Write out each entry, exactly the way it appears.

Saved data entries
────────────────────────────────────────
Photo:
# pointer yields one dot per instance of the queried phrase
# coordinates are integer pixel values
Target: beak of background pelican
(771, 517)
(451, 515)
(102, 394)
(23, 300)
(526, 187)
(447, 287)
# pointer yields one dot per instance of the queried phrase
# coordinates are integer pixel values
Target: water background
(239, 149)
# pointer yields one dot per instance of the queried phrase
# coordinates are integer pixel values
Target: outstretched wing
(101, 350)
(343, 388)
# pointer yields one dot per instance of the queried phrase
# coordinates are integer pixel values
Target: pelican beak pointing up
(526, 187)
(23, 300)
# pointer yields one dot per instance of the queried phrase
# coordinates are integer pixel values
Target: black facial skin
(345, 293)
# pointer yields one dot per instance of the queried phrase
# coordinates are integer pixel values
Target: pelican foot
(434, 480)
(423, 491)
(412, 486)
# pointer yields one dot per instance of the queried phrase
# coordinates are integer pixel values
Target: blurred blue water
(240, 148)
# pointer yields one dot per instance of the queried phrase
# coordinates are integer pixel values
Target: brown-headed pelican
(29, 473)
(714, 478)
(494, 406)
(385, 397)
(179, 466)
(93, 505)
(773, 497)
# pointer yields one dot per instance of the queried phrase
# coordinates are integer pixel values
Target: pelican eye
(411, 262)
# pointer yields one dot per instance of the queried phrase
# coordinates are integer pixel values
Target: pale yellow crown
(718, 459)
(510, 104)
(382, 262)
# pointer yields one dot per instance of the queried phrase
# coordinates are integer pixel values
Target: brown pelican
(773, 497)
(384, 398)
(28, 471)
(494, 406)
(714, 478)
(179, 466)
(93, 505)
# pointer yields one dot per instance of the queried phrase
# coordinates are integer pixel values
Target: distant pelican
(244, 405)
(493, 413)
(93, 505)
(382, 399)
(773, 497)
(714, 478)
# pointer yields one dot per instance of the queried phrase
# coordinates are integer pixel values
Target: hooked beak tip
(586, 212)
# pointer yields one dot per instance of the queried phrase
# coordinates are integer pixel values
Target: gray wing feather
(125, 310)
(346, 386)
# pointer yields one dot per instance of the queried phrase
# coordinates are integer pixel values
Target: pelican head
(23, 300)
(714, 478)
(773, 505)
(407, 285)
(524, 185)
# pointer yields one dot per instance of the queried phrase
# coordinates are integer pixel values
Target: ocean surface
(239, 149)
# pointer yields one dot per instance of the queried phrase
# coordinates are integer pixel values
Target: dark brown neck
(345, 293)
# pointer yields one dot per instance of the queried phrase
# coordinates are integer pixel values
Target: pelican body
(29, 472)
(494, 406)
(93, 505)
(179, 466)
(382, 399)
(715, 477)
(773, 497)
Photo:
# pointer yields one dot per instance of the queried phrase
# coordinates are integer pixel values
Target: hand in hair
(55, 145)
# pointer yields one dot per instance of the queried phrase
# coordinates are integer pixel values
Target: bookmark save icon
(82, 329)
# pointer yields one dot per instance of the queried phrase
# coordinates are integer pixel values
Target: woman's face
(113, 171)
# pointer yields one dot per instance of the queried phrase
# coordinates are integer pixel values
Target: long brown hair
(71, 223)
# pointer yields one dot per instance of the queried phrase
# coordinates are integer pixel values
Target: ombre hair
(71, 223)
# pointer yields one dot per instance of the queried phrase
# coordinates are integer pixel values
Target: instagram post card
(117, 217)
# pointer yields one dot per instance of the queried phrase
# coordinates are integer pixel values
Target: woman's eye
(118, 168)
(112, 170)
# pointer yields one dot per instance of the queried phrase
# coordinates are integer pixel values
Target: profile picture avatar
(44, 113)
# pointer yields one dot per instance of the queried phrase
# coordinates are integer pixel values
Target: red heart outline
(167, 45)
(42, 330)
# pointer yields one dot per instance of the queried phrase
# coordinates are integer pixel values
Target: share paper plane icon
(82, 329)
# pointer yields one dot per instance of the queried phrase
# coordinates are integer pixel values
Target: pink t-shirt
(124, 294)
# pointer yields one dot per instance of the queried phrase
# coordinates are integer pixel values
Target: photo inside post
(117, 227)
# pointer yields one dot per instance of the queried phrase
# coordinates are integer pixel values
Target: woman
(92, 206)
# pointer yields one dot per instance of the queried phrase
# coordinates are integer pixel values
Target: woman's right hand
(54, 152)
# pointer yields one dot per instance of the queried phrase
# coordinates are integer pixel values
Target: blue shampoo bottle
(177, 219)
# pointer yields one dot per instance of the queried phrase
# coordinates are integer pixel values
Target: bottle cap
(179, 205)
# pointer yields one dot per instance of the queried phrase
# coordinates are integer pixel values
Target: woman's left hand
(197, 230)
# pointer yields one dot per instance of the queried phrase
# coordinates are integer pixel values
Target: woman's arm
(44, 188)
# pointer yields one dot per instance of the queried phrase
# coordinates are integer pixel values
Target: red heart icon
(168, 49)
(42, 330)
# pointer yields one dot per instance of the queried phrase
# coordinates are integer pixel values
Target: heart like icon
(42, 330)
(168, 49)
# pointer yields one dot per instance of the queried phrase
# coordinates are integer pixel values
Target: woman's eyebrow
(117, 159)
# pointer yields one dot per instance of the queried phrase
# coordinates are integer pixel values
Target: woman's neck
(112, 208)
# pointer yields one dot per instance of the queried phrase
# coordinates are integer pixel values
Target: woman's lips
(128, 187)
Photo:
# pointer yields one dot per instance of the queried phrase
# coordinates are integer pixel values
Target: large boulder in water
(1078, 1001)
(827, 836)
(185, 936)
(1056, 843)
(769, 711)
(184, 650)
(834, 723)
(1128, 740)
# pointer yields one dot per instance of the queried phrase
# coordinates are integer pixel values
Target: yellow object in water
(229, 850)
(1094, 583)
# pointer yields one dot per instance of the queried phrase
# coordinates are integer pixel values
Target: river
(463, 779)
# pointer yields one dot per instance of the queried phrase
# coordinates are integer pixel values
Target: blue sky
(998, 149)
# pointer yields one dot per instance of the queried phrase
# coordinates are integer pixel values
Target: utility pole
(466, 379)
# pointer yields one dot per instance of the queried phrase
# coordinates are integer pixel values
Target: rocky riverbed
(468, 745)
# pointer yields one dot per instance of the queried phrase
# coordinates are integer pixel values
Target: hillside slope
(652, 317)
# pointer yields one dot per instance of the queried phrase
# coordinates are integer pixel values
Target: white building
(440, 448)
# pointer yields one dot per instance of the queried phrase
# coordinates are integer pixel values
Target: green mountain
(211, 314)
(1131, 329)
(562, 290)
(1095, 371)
────────────────────────────────────────
Solution below →
Photo:
# pointer yields one dot per instance of the queried phrase
# coordinates are integer pixel values
Target: beak of background pelican
(771, 517)
(451, 515)
(102, 394)
(23, 300)
(526, 187)
(447, 287)
# pointer yields one dot per instance of the queried phrase
# coordinates are integer pixel values
Target: water background
(239, 149)
# pointer yields one dot per instance of the queried phrase
# coordinates are integer pixel values
Target: outstretched wing
(101, 350)
(343, 388)
# pointer yields one dot per instance of the queried phrase
# coordinates are integer pixel values
Target: pelican beak pointing up
(526, 187)
(23, 300)
# pointer yields one dot per instance of the queried phrase
# coordinates are integer pixel values
Target: black facial skin
(345, 293)
# pointer yields one dot per instance of the queried phrase
# coordinates are integer pixel values
Target: pelican foot
(434, 480)
(423, 491)
(412, 486)
# pointer yields one dot per instance of the queried phrase
# coordinates are integer pixel values
Target: blurred blue water
(240, 148)
# pointer yields one dot per instance of the queried phrase
# coordinates are integer pixel values
Target: brown-headed pelican
(29, 473)
(714, 478)
(494, 406)
(385, 397)
(179, 466)
(93, 505)
(773, 497)
# pointer yields one dot per instance of the queried phrase
# coordinates are integer pixel values
Target: pelican eye
(411, 262)
# pointer yields one dot per instance of the queried phrase
# coordinates are integer pixel values
Target: pale yellow crown
(718, 459)
(510, 104)
(382, 262)
# pointer yields one dot per instance of the queried phrase
# coordinates are integer pixel values
Target: brown pelican
(773, 497)
(384, 398)
(28, 471)
(494, 406)
(714, 478)
(179, 466)
(93, 505)
# pointer yields one dot per instance of the queried phrase
# coordinates are integer pixel values
Target: distant pelican
(244, 405)
(493, 413)
(93, 505)
(382, 399)
(773, 497)
(714, 478)
# pointer yields one dot per instance of the queried phrase
# coordinates are integer pixel values
Target: hooked beak tip
(586, 212)
# pointer yields one dot per instance of the queried phrase
# coordinates are integer pixel values
Target: gray wing feather
(125, 310)
(346, 386)
# pointer yields one dot per instance of the queried phrase
# coordinates are integer pixel values
Target: pelican head
(23, 300)
(714, 478)
(773, 505)
(407, 285)
(524, 185)
# pointer yields one dot per instance of the queried phrase
# coordinates are integer pixel values
Target: ocean surface
(239, 149)
# pointer yields one dot per instance of the queried phrase
# coordinates are integer pixel values
Target: dark brown neck
(345, 293)
# pointer yields one dot per instance of the queried phrase
# coordinates are integer pixel values
Target: pelican body
(29, 472)
(494, 406)
(93, 505)
(179, 466)
(382, 399)
(715, 477)
(773, 497)
Photo:
# pointer yields one dot per instance of the queried phrase
# coordinates are integer pixel values
Target: hand in hair
(55, 145)
# pointer yields one dot per instance of the queried phrase
# coordinates are integer pixel values
Target: bookmark save icon
(82, 329)
# pointer yields one dot per instance of the queried phrase
# coordinates are integer pixel values
Target: woman's face
(113, 171)
# pointer yields one dot per instance of the queried phrase
# coordinates are integer pixel values
Target: long brown hair
(71, 223)
# pointer yields one dot per instance of the queried phrase
# coordinates are integer pixel values
Target: ombre hair
(71, 223)
# pointer yields one dot per instance of the queried phrase
# coordinates are integer pixel values
Target: instagram post card
(117, 217)
# pointer yields one dot per instance of the queried phrase
# coordinates are integer pixel values
Target: woman's eye
(118, 168)
(112, 170)
# pointer yields one dot per instance of the queried phrase
# coordinates are integer pixel values
Target: profile picture avatar
(44, 113)
# pointer yields one dot per instance of the queried phrase
# coordinates are integer pixel values
Target: red heart outline
(167, 45)
(42, 330)
# pointer yields one dot per instance of the queried phrase
# coordinates are integer pixel values
Target: share paper plane icon
(82, 329)
# pointer yields one dot per instance of the queried phrase
# coordinates are integer pixel values
Target: pink t-shirt
(124, 294)
# pointer yields one dot per instance of the queried phrase
# coordinates are integer pixel values
Target: photo inside post
(117, 227)
# pointer yields one dot per instance of the queried phrase
# coordinates are integer pixel values
Target: woman
(92, 206)
# pointer yields one dot per instance of the queried phrase
# coordinates are integer pixel values
Target: woman's right hand
(54, 152)
# pointer yields one dot per instance of the queried phrase
# coordinates are integer pixel values
Target: blue shampoo bottle
(177, 219)
# pointer yields one dot per instance of the queried phrase
# coordinates are integer pixel values
Target: bottle cap
(179, 205)
# pointer yields one dot per instance of the queried phrase
# coordinates are integer pixel values
Target: woman's left hand
(197, 230)
# pointer yields one dot per instance of the queried phrase
# coordinates are integer pixel values
Target: woman's arm
(44, 188)
# pointer yields one dot per instance of the queried phrase
# coordinates are integer pixel values
Target: red heart icon
(168, 49)
(42, 330)
# pointer yields one dot per instance of the queried phrase
# coordinates are integer pixel values
Target: heart like icon
(42, 330)
(168, 49)
# pointer yields one dot per instance of the queried phrase
# coordinates are integer pixel values
Target: woman's eyebrow
(117, 159)
# pointer yields one dot per instance of the queried phrase
# coordinates are integer pixel values
Target: woman's neck
(112, 208)
# pointer yields one dot per instance of the queried phrase
# coordinates are integer pixel values
Target: woman's lips
(128, 187)
Photo:
# pointer yields one dot per instance of the queried phrase
# coordinates are integer pixel values
Target: large boulder in water
(1078, 1001)
(827, 836)
(185, 936)
(1056, 843)
(769, 711)
(184, 650)
(834, 723)
(1128, 740)
# pointer yields one dot per instance of the queried phrase
# coordinates are integer pixel values
Target: yellow object in water
(229, 850)
(1094, 583)
# pointer yields one dot per instance of the queried phrase
# coordinates are integer pixel values
Target: river
(463, 779)
# pointer yields one dot per instance of the queried phrase
# coordinates are integer pixel values
Target: blue sky
(998, 149)
# pointer yields one dot per instance of the queried phrase
# coordinates are integer pixel values
Target: utility pole
(466, 379)
# pointer yields one dot per instance of the queried phrase
# coordinates are integer pixel values
Target: rocky riverbed
(468, 745)
# pointer yields one dot per instance of the queried phrase
# coordinates are integer pixel values
Target: hillside slope
(652, 317)
# pointer yields one dot per instance of the queried phrase
# coordinates are integer pixel values
Target: white building
(440, 448)
# pointer yields one dot per instance of the queried phrase
# coordinates are integer pixel values
Target: green mountain
(211, 314)
(1131, 329)
(562, 290)
(1095, 371)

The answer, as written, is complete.